__OBJETIVO DEL EJERCICIO__. Extrae completa la noticia sobre la dimisión de David López como vicepresidente de ESMASA, sin alterar una sola palabra ni signo.

__DOCUMENTO FUENTE__.
_ _ _
El segundo teniente de alcalde y concejal de Ganar Alcorcón, David López, ha presentado su dimisión como vicepresidente de la empresa municipal ESMASA tras denunciar el modelo de gestión actual de la entidad.
La decisión, según ha explicado en un comunicado, responde a las “decisiones intolerables” adoptadas por la dirección de la empresa pública, bajo la presidencia de la edil no adscrita Raquel Rodríguez, a la que acusa de estar “más centrada en eludir responsabilidades que en buscar soluciones y dar el mejor servicio” .
López señala directamente a la actual presidenta de ESMASA, Raquel Rodríguez, exconcejala de Ganar Alcorcón y actualmente edil no adscrita, como responsable de la situación que atraviesa la empresa.
En su carta de dimisión, advierte de un deterioro del servicio, que “está muy lejos de los niveles de calidad y eficiencia” alcanzados en etapas anteriores, y critica una gestión que, a su juicio, evita asumir responsabilidades .
Entre los motivos concretos, destaca la intención de cesar al gerente de la empresa pública, un perfil técnico con experiencia, así como la salida de otros profesionales del equipo, decisiones que califica de discrecionales y orientadas a “responsabilizar a otros de los problemas actuales” .
Un conflicto enquistado
La actual dirección de ESMASA se remonta a la salida de Rodríguez de Ganar Alcorcón, tras la que se mantuvo al frente de la empresa con el respaldo de PP y Vox. Desde entonces, la gestión ha sido objeto de críticas por parte de los propios municipalistas.
López ha asegurado que su permanencia en la vicepresidencia respondía a la voluntad de garantizar la estabilidad del servicio y defender el modelo público impulsado en anteriores etapas. Sin embargo, considera que la situación “no tiene vuelta atrás”, lo que ha motivado su salida .
El contexto de esta dimisión se suma a las críticas existentes sobre el funcionamiento de la empresa municipal. En este sentido, La Gaceta de Alcorcón ya publicó en su día una encuesta en la que la mayoría de los vecinos rechazaba la gestión de Raquel Rodríguez al frente de ESMASA.
Pese a su dimisión como vicepresidente, López continuará como miembro del Consejo de Administración, desde donde asegura que seguirá defendiendo el servicio público y las condiciones de los trabajadores.
La salida se produce en un momento de creciente tensión en torno a la empresa municipal, considerada un servicio esencial para la ciudad.
_ _ _
__REGISTROS DE DATOS__.
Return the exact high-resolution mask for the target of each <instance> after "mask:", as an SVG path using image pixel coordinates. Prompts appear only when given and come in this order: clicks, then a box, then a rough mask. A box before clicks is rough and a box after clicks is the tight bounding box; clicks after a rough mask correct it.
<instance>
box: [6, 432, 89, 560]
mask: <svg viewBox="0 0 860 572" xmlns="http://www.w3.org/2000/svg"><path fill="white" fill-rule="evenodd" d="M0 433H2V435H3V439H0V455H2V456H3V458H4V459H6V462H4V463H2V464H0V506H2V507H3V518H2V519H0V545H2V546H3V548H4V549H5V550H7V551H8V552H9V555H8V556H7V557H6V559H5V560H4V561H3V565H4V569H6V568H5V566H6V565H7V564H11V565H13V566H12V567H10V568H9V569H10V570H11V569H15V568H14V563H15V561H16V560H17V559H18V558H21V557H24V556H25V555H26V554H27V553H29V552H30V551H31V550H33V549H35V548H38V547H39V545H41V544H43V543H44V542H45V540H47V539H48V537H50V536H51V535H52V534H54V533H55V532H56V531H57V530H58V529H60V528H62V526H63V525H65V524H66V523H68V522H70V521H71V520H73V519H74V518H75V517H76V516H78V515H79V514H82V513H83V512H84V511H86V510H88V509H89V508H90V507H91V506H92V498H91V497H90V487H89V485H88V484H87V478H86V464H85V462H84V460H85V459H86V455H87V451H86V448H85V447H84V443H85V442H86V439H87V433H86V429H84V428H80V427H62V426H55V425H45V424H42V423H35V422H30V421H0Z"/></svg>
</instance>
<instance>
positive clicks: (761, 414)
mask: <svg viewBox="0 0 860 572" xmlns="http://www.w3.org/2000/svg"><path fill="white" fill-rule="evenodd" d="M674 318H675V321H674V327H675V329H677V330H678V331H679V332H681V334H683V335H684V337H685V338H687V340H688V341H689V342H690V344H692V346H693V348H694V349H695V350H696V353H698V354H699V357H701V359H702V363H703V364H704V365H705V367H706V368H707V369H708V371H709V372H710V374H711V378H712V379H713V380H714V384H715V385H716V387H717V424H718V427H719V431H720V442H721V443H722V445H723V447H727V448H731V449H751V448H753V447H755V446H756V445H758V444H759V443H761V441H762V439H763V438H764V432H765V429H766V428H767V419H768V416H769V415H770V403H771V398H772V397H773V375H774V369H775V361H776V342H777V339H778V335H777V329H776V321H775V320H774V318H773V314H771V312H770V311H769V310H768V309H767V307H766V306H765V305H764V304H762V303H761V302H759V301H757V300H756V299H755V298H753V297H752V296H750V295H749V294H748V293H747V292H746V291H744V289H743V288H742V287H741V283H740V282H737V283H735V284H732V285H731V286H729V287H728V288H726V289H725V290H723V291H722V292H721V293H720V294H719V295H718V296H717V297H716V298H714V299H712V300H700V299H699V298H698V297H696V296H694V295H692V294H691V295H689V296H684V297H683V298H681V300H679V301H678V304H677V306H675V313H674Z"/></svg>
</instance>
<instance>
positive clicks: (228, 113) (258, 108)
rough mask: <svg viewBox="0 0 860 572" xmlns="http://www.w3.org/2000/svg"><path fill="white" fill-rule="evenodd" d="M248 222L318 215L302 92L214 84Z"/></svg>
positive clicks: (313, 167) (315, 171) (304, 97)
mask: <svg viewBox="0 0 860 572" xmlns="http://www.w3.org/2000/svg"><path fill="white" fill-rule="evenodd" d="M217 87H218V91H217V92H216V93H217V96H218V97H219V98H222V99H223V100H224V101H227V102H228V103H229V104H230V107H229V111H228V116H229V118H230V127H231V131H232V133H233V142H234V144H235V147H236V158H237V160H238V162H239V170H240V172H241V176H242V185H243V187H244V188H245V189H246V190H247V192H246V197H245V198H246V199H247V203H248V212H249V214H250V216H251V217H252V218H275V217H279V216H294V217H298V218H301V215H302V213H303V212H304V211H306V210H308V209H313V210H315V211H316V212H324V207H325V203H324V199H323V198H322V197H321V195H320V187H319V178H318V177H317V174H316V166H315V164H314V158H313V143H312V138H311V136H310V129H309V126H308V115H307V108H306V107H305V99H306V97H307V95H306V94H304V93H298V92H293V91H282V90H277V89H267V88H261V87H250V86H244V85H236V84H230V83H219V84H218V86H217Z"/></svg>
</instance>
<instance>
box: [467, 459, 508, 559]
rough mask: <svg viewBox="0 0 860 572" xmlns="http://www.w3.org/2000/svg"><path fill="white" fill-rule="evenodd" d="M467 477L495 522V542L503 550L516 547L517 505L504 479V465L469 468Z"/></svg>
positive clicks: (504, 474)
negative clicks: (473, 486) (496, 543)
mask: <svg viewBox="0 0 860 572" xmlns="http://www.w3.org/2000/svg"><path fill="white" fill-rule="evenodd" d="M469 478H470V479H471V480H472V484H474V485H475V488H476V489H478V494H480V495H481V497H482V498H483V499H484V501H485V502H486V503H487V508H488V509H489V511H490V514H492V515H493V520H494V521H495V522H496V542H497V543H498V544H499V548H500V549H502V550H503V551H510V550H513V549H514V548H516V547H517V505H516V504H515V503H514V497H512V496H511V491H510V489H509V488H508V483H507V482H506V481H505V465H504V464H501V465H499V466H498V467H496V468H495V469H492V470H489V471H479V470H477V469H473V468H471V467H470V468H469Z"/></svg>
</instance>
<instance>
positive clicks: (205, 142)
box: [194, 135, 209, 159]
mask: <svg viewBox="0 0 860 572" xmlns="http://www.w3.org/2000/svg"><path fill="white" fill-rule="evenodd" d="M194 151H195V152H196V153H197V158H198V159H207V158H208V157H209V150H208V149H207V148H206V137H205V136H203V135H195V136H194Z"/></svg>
_ _ _
__RESPUESTA__.
El segundo teniente de alcalde y concejal de Ganar Alcorcón, David López, ha presentado su dimisión como vicepresidente de la empresa municipal ESMASA tras denunciar el modelo de gestión actual de la entidad.
La decisión, según ha explicado en un comunicado, responde a las “decisiones intolerables” adoptadas por la dirección de la empresa pública, bajo la presidencia de la edil no adscrita Raquel Rodríguez, a la que acusa de estar “más centrada en eludir responsabilidades que en buscar soluciones y dar el mejor servicio” .
López señala directamente a la actual presidenta de ESMASA, Raquel Rodríguez, exconcejala de Ganar Alcorcón y actualmente edil no adscrita, como responsable de la situación que atraviesa la empresa.
En su carta de dimisión, advierte de un deterioro del servicio, que “está muy lejos de los niveles de calidad y eficiencia” alcanzados en etapas anteriores, y critica una gestión que, a su juicio, evita asumir responsabilidades .
Entre los motivos concretos, destaca la intención de cesar al gerente de la empresa pública, un perfil técnico con experiencia, así como la salida de otros profesionales del equipo, decisiones que califica de discrecionales y orientadas a “responsabilizar a otros de los problemas actuales” .
Un conflicto enquistado
La actual dirección de ESMASA se remonta a la salida de Rodríguez de Ganar Alcorcón, tras la que se mantuvo al frente de la empresa con el respaldo de PP y Vox. Desde entonces, la gestión ha sido objeto de críticas por parte de los propios municipalistas.
López ha asegurado que su permanencia en la vicepresidencia respondía a la voluntad de garantizar la estabilidad del servicio y defender el modelo público impulsado en anteriores etapas. Sin embargo, considera que la situación “no tiene vuelta atrás”, lo que ha motivado su salida .
El contexto de esta dimisión se suma a las críticas existentes sobre el funcionamiento de la empresa municipal. En este sentido, La Gaceta de Alcorcón ya publicó en su día una encuesta en la que la mayoría de los vecinos rechazaba la gestión de Raquel Rodríguez al frente de ESMASA.
Pese a su dimisión como vicepresidente, López continuará como miembro del Consejo de Administración, desde donde asegura que seguirá defendiendo el servicio público y las condiciones de los trabajadores.
La salida se produce en un momento de creciente tensión en torno a la empresa municipal, considerada un servicio esencial para la ciudad.